## EXERCISE AIM:
Go through the data line by line. Copy each one holding the string "report".

## SOURCE MATERIAL:
┄┄┄┄┄┄┄┄┄┄

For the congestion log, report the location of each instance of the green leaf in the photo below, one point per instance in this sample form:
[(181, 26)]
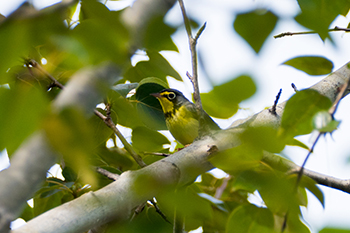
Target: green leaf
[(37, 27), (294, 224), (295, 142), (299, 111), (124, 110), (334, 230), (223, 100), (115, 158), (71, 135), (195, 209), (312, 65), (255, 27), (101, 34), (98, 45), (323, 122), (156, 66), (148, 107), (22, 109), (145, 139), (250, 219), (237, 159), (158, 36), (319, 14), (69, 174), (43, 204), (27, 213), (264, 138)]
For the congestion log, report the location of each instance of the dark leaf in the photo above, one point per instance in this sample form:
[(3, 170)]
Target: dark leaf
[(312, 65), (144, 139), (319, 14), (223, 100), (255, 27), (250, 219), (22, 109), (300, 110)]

┄┄┄┄┄┄┄┄┄┄

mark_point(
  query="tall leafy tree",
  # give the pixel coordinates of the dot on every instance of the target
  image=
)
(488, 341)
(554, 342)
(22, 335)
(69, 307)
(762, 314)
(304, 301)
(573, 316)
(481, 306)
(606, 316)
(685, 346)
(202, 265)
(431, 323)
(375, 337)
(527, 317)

┄┄┄┄┄┄┄┄┄┄

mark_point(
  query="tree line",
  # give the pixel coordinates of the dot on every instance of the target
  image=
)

┄┄┄┄┄┄┄┄┄┄

## WRITTEN ANSWER:
For the congestion log, report the location of each instance of the green leaf in the photo below, one point per instance in this sample form:
For the congestion log, report the location of each instance of the dark leaf in the photo above, one point per instance in this sample form:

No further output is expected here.